-- Records to use follows --

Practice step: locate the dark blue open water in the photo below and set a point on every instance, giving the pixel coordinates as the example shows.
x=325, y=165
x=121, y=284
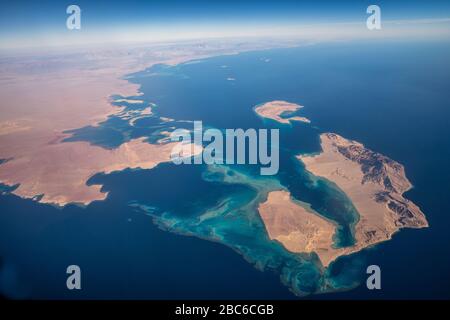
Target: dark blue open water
x=393, y=97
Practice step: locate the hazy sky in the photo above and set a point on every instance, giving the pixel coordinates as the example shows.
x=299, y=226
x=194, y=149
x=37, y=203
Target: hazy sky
x=40, y=23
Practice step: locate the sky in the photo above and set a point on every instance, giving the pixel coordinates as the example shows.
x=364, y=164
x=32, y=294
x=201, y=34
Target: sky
x=43, y=23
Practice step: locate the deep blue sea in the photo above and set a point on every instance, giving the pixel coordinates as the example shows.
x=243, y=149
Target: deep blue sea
x=391, y=96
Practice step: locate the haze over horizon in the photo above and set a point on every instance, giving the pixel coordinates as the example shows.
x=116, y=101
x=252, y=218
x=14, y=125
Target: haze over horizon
x=28, y=24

-- Records to use concluded --

Work instructions:
Return a verbatim transcription of the data, omitting all images.

Result:
Practice step: locate the dark blue open water in the photo below and set a point on every instance, giving the pixel coordinates as the example shows.
x=325, y=165
x=121, y=284
Target: dark blue open water
x=393, y=97
Practice step: locate the hazy sky in the photo above and set a point on every instance, giving the pixel coordinates as the example shows.
x=299, y=226
x=194, y=149
x=37, y=203
Target: hazy sky
x=40, y=23
Practice step: locate the sky in the photo above and set a point on every instance, giving the pixel coordinates as the example shows.
x=364, y=164
x=32, y=294
x=201, y=34
Target: sky
x=43, y=23
Practice step: locate the deep blue sea in the photo above and set a point on every instance, giving the pixel coordinates as the example shows.
x=243, y=149
Target: deep blue sea
x=391, y=96
Practice step: locate the haze over horizon in the photo above and set a point on every instance, giving the pixel coordinates as the example shows.
x=116, y=101
x=252, y=218
x=14, y=125
Target: haze over horizon
x=28, y=24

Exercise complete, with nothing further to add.